[Coordinate annotation records]

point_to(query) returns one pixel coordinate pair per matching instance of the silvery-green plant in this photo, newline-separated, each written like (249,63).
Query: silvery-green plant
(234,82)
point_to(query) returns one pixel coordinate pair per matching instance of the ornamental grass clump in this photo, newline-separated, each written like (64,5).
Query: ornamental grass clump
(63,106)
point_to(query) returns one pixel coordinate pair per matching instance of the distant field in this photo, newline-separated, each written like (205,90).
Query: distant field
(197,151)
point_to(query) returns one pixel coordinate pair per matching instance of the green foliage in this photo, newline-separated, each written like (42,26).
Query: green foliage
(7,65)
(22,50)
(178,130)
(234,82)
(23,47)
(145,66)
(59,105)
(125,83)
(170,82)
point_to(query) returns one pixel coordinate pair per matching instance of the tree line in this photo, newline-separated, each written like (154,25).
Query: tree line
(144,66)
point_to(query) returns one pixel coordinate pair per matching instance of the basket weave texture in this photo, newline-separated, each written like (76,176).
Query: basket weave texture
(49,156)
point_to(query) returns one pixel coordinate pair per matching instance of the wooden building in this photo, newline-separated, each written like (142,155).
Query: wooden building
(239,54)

Work required: Only the lines from the one containing "written like (205,90)." through the end of the entries above belong in the answer; repeat them exactly.

Answer to the exercise:
point_to(query) returns one pixel coordinate pair per matching instance of the distant field in this photo, newline-separated, each written like (205,90).
Query: distant field
(197,151)
point_to(query) returns one pixel coordinate pair per matching instance of the green foliage in this photo, newline-separated, each written like (42,26).
Query: green foliage
(7,65)
(22,50)
(178,130)
(234,82)
(23,47)
(145,66)
(59,105)
(125,83)
(170,82)
point_to(query) returns one pixel coordinate pair per matching instance of the tree line in this photo, newline-separated, each written like (154,25).
Query: tree line
(144,66)
point_to(query) returns one pixel coordinate pair per matching instance of the basket weave texture in this photo, newline-separated, each written like (76,176).
Query: basket weave texture
(49,156)
point_to(query) returns one pixel coordinate pair per matching instance of the wooden building in this photo, newline-separated, each written like (142,155).
Query: wooden building
(239,54)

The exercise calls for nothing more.